◆ **Exercise tasks**
1. In the Hunts Point excerpt, rewrite the paragraph beginning "The New York City Terminal Market carries" as a short bulleted list that keeps its main facts.
2. According to the Hunts Point excerpt, in what year did Hunts Point become the site of New York City's New Fulton Fish Market?
3. Copy the stretch of the Hunts Point excerpt from "The New York City Terminal" through "York metropolitan area).", word for word.

◆ **Document excerpt**
Riverside Park after clean up

===Hunts Point Food Distribution Center===
Hunts Point is home to one of the largest food distribution centers in the world, covering 329 acre. The Produce and Meat Distribution Center were opened along the Bronx river in 1967 and 1974, respectively. In 2005, Hunts Point became the site for New York City's New Fulton Fish Market, which replaced the 180-year-old fish market formerly located in downtown Manhattan. Over 800 industrial businesses, employing over 25,000 workers, are located on the peninsula. A large concentration of food wholesalers, distributors, and food processing businesses are located in the New York City zoned industrial business park. Below are some of the facilities that make up the Food Distribution Center in Hunts Point:

The New York City Terminal Market carries fresh fruit and vegetables from 49 states and 55 foreign countries. The market consists of four buildings, each one-third of a mile in length. More than 65 fruit and vegetable wholesalers own and operate the coop, which has 475000 sqft of warehouse space. Each year approximately 2.7 billion pounds of produce are sold from the Market which as recently as 1998 posted $1.5 billion in revenues. The market caters to the largest ethnically diverse region in the world with an estimated population that exceeds 15 million people (New York metropolitan area).

◆ **Data to examine**

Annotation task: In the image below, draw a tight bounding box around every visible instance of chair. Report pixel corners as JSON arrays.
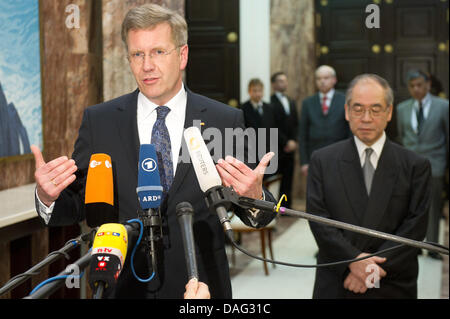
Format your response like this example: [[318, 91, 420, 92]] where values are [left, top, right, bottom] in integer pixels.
[[230, 175, 281, 276]]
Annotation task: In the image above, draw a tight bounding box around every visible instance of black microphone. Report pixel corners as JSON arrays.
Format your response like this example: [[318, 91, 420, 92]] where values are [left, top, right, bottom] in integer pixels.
[[176, 202, 198, 281]]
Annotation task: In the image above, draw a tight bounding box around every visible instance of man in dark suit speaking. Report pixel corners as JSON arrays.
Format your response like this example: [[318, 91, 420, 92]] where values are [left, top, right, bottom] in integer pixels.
[[306, 74, 431, 298], [29, 4, 274, 298]]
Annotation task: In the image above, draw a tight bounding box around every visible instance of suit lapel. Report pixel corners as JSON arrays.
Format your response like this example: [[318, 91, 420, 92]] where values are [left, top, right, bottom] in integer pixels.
[[420, 97, 441, 135], [168, 88, 206, 197], [116, 90, 140, 180], [362, 140, 400, 248], [339, 138, 367, 223]]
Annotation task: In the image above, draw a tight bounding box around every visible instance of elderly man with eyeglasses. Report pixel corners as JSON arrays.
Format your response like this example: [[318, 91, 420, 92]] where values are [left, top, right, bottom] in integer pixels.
[[306, 74, 431, 298]]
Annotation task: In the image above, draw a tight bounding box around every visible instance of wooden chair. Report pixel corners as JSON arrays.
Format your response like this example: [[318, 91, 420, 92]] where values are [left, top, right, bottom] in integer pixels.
[[230, 175, 281, 276]]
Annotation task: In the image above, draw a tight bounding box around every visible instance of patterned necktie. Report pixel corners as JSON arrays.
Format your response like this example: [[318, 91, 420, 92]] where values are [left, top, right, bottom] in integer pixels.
[[363, 148, 375, 195], [322, 95, 328, 115], [416, 101, 424, 134], [151, 106, 173, 195]]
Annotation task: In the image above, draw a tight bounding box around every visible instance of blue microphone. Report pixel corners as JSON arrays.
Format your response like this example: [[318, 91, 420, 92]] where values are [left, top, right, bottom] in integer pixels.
[[136, 144, 163, 210]]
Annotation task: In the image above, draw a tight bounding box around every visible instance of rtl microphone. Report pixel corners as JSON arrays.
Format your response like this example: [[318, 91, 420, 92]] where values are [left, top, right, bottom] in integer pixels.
[[176, 202, 198, 281], [184, 126, 232, 231], [89, 224, 128, 295], [136, 144, 163, 210], [84, 153, 119, 227]]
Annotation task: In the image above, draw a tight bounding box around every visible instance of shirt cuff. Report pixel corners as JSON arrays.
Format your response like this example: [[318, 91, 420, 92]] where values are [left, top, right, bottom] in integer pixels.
[[35, 189, 55, 225]]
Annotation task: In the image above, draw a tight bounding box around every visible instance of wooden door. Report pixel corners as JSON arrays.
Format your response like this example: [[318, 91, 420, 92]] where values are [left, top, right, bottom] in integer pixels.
[[316, 0, 449, 138], [186, 0, 240, 106]]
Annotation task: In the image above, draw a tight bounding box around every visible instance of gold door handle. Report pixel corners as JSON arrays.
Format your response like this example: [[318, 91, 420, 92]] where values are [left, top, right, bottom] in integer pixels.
[[228, 99, 238, 107], [227, 32, 238, 43], [372, 44, 381, 54], [438, 42, 447, 51], [384, 44, 394, 53], [320, 45, 330, 54]]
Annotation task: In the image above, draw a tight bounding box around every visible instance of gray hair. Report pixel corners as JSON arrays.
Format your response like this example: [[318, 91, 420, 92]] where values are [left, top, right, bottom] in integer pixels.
[[314, 65, 336, 77], [345, 73, 394, 107], [122, 3, 188, 51], [406, 69, 430, 83]]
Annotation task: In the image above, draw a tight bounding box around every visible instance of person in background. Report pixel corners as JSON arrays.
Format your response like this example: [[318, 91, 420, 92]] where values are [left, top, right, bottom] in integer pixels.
[[241, 78, 278, 178], [298, 65, 351, 176], [397, 70, 449, 259], [306, 74, 431, 299], [270, 72, 298, 208]]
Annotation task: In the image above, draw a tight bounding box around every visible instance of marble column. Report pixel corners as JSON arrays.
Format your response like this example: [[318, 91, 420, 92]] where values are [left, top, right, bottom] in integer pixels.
[[102, 0, 184, 101], [270, 0, 316, 198], [0, 0, 102, 190]]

◆ **Responses to the exercise**
1.
- Carries fresh fruit and vegetables from 49 states and 55 foreign countries
- Four buildings, each one-third of a mile long
- Owned and operated as a coop by more than 65 fruit and vegetable wholesalers, with 475,000 sq ft of warehouse space
- Sells about 2.7 billion pounds of produce a year; posted $1.5 billion in revenues as recently as 1998
- Serves the largest ethnically diverse region in the world, the New York metropolitan area, with an estimated population over 15 million

2. 2005.

3.
The New York City Terminal Market carries fresh fruit and vegetables from 49 states and 55 foreign countries. The market consists of four buildings, each one-third of a mile in length. More than 65 fruit and vegetable wholesalers own and operate the coop, which has 475000 sqft of warehouse space. Each year approximately 2.7 billion pounds of produce are sold from the Market which as recently as 1998 posted $1.5 billion in revenues. The market caters to the largest ethnically diverse region in the world with an estimated population that exceeds 15 million people (New York metropolitan area).